Ausgewählter Text:

┄┄┄┄┄┄┄┄┄┄

Sicher werdet ihr mir jetzt das Sprichwort entgegenhalten: Arzt, heile

dich selbst! (Lk 4,23)18

In haßverzerrter Form wird ihm dieser Einwand dann nochmals entgegenklingen, wenn ihn die höhnenden Zuschauer seiner Kreuzigung auffordern, vom Kreuz herabzusteigen, um dadurch seinen Sendungsanspruch unter Beweis zu stellen (Mk 15,32 par). Damit stilisieren sie ihn vollends zur Figur des „verwundeten Arztes“, der die von ihm behandelte Krankheit zuerst am eigenen Leib überwinden muß19. Doch können sie in ihrem Haß nicht ahnen, daß er diese „Heilung“ in Bälde aufs wunderbarste vollbringen wird: im Ereignis seiner Auferstehung. Bevor das geschieht, antwortet er auf ihre Herausforderung, indem er in Gestalt des toten Freundes letztlich sich selbst zu neuem Leben ruft. Als biblischer Hinweis darf aber wohl auch die Aussage des Epheserbriefs über das Heranreifen der Glaubenden zum „Vollalter Christi“ (Eph 4,13) in Anspruch genommen werden20, da die Aussage – im Horizont der paulinischen Lehre vom mystischen Christusleib gesehen – dem Gedanken nahekommt, daß Christus in den Glaubenden zum Vollbewußtsein seiner selbst erwacht. Aus kunsthistorischer Sicht spricht dafür die nach einem Stich Rembrandts gemalte „Auferweckung des Lazarus“ von Vincent van Gogh, die sich wie eine spiegelverkehrte „Nacherzählung“ von Rembrandts „Auferstehung Christi“ ausnimmt: hier die wie unter einer geheimnisvollen Sonne aufscheinende Gestalt des Engels, der sich mit weit ausgebreiteten Flügeln über die Szene erhebt, während er mit der einen Hand die Deckplatte von dem sarkophagartigen Grab Christi emporreißt und in der anderen das Schweißtuch hält, das er vom Gesicht des – mühsam – Auferstehenden weggenommen hatte; dort unter der gleichen Sonne die Gestalt der Schwester, die mit ihren vor Entsetzen und Staunen ausgebreiteten Armen die Flügel des Engels zu imitieren scheint. Auch sie hat das Schweißtuch vom Gesicht des Toten entfernt und in freudigem Erschrecken die Zeichen des wiederkehrenden Lebens wahrgenommen. Die Gestalt Christi fehlt. Ist es ein Zufall, daß der Auferweckte nach Haltung und Physiognomie dem auferstehenden Christus auf dem Rembrandt-Gemälde gleicht? Oder wird hier das Motiv der Vorwegnahme der Auferstehung Jesu in der Erweckung des Lazarus bis an den Rand der Gleichsetzung vorangetrieben, so daß die Szene auf den – umgedeuteten – Besuch der Frauen am Grab Jesu durchsichtig wird?

┄┄┄┄┄┄┄┄┄┄

Datensatzeinträge:
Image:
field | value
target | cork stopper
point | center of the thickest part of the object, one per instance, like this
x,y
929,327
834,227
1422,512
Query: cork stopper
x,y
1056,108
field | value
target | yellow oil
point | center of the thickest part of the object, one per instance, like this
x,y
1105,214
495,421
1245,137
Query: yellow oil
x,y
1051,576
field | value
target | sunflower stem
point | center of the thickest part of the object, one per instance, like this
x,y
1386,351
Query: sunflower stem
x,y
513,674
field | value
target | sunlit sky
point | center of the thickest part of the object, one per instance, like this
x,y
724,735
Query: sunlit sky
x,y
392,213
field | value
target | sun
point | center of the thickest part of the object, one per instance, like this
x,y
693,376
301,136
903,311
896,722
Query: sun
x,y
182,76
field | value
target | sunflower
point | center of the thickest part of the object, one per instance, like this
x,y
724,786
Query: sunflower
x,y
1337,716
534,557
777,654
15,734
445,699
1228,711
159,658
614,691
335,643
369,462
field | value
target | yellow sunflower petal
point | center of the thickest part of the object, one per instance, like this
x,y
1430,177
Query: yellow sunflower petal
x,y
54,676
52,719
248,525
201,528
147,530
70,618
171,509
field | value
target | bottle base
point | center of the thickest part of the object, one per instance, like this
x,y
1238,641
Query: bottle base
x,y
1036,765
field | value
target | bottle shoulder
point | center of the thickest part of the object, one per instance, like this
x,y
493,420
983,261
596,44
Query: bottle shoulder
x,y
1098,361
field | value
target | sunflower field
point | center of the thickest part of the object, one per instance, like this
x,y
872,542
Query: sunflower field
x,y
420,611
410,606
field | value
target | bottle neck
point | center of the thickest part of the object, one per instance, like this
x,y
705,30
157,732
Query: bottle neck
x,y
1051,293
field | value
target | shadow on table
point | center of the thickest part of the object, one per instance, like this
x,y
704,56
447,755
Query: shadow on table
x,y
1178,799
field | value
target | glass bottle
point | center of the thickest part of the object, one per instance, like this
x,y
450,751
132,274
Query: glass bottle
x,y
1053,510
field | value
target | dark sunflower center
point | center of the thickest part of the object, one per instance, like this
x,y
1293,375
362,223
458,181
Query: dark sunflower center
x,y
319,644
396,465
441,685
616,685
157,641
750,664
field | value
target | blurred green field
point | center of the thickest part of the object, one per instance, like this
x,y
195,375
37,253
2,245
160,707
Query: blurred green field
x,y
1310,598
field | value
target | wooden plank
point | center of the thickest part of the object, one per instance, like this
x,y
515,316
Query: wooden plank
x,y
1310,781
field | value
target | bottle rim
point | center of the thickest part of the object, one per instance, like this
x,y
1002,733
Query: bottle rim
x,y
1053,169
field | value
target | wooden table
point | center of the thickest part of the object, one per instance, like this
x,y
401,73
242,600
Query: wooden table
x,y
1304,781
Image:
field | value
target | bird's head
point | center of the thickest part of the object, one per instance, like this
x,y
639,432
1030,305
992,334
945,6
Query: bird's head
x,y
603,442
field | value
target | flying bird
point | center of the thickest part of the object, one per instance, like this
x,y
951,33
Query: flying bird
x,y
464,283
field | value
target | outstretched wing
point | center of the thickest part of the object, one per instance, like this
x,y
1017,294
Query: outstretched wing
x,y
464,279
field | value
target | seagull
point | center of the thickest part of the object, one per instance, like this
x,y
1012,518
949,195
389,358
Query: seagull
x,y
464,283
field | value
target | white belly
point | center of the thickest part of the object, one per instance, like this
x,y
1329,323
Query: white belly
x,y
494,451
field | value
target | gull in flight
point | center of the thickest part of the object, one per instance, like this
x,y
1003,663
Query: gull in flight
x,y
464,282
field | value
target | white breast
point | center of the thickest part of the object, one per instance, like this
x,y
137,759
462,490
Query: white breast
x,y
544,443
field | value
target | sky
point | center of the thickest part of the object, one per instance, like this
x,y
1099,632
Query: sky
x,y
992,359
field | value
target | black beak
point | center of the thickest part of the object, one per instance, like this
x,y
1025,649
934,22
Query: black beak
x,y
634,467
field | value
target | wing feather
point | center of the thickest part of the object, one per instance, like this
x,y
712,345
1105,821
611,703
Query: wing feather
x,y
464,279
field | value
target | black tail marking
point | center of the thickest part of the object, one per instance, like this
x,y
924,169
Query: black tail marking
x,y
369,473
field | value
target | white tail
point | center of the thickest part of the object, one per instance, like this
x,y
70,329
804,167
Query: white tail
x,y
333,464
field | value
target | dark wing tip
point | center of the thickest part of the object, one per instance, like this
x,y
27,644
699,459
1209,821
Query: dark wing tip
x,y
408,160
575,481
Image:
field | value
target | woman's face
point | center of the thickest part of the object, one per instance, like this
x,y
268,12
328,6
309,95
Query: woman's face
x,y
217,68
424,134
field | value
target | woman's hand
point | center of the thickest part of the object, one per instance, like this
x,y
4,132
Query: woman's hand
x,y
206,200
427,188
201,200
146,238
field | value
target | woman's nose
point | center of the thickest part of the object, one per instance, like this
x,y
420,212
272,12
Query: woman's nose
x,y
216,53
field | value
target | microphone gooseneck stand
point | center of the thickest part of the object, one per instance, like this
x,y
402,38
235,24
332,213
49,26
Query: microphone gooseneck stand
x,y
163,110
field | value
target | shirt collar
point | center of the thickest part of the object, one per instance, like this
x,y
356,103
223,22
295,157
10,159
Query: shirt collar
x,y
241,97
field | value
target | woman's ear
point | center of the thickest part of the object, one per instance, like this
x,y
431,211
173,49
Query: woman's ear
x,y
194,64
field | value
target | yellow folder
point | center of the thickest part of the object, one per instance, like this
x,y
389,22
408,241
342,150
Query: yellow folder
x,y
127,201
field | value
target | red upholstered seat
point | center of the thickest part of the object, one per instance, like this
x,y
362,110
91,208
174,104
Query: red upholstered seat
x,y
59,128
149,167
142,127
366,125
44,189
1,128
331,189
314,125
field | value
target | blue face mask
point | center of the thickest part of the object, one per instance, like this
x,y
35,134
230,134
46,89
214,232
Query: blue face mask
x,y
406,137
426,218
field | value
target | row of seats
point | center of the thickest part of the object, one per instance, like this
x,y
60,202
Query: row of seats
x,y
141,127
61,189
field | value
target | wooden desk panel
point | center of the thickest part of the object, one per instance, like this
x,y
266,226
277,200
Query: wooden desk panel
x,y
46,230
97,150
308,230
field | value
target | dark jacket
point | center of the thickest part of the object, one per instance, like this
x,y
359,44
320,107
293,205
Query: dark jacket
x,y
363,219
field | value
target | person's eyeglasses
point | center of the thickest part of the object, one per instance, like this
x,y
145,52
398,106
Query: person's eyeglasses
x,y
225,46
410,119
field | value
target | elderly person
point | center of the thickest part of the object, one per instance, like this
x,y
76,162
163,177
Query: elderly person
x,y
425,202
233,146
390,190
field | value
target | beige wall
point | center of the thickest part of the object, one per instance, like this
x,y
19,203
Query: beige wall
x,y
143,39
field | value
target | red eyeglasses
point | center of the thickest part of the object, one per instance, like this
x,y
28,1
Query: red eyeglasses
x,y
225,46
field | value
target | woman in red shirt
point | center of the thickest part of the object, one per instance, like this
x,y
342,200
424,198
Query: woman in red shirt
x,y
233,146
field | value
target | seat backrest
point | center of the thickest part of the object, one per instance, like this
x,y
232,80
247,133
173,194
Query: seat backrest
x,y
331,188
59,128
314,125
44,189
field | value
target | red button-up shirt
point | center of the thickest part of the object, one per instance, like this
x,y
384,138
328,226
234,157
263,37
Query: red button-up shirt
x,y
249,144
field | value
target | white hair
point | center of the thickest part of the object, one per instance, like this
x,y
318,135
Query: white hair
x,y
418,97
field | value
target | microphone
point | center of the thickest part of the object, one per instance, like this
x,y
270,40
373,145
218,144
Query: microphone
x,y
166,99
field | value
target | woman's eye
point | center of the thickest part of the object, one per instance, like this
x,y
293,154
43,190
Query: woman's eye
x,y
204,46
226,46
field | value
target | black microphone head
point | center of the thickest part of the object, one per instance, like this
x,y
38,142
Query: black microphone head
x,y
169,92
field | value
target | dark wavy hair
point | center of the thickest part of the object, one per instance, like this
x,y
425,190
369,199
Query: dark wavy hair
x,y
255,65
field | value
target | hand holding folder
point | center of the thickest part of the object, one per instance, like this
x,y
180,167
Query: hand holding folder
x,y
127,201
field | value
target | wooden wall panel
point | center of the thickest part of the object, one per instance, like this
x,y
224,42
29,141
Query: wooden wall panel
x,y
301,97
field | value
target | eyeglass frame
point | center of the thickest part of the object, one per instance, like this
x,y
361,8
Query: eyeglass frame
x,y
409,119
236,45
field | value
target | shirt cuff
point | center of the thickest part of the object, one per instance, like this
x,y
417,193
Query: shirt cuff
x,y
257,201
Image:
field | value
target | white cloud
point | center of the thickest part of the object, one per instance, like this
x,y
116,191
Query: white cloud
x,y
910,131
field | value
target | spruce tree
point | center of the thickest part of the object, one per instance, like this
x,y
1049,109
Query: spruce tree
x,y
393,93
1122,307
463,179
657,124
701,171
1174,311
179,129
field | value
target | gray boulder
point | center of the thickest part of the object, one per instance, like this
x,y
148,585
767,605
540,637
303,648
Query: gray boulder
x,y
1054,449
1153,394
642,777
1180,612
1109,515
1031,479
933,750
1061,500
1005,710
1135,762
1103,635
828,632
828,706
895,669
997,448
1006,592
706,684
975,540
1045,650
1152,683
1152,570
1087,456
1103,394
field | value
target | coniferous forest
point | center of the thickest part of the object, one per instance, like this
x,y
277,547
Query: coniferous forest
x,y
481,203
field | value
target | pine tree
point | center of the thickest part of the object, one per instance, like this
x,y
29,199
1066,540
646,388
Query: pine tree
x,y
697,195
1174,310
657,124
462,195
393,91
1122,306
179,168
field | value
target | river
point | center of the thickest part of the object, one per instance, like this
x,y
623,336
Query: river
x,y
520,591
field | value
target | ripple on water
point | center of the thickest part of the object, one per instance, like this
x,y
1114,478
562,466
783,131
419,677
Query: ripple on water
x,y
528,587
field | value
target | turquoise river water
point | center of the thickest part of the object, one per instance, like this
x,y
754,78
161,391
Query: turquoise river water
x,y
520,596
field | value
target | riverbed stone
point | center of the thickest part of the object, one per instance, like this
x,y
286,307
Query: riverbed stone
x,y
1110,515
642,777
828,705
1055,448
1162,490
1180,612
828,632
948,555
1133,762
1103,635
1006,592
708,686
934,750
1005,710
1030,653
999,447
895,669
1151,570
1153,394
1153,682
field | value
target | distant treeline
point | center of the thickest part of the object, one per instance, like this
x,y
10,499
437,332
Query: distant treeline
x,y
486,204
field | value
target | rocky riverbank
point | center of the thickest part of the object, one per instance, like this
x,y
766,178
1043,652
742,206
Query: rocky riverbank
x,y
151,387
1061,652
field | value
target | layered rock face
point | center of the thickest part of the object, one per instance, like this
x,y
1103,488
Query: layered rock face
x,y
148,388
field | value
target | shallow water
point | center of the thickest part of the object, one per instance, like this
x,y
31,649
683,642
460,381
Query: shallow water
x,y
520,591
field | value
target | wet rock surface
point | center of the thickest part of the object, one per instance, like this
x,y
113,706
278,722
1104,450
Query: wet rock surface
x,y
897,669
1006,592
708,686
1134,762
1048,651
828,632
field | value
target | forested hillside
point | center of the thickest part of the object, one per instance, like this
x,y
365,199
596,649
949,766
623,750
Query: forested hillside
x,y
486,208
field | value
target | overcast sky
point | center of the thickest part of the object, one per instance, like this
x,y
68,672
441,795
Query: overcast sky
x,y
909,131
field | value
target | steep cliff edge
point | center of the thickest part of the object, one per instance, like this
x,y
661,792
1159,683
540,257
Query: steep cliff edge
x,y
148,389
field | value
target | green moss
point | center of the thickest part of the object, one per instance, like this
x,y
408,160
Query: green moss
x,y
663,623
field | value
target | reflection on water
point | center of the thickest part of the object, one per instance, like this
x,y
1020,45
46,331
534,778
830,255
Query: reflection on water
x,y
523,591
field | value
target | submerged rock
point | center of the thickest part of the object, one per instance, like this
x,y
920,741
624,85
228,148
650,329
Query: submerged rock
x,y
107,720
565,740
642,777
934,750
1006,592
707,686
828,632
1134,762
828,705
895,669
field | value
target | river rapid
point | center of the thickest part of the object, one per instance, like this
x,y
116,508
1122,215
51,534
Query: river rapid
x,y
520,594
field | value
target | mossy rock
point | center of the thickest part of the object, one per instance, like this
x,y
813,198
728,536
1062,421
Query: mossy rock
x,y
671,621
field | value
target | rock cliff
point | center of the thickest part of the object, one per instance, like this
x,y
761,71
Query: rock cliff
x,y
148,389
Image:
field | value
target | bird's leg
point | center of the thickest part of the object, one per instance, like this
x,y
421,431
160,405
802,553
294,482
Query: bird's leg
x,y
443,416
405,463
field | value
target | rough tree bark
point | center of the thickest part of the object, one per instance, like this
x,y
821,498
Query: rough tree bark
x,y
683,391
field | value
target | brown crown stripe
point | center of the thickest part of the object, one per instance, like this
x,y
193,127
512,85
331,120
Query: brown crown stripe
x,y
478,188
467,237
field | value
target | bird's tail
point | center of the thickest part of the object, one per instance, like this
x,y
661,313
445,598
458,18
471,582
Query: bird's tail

┄┄┄┄┄┄┄┄┄┄

Aufgabenstellung: Nach welcher Vorlage hat Vincent van Gogh laut dem ausgewählten Text seine „Auferweckung des Lazarus“ gemalt? Verwende ausschließlich den ausgewählten Text.

Antwortfeld: Nach einem Stich Rembrandts.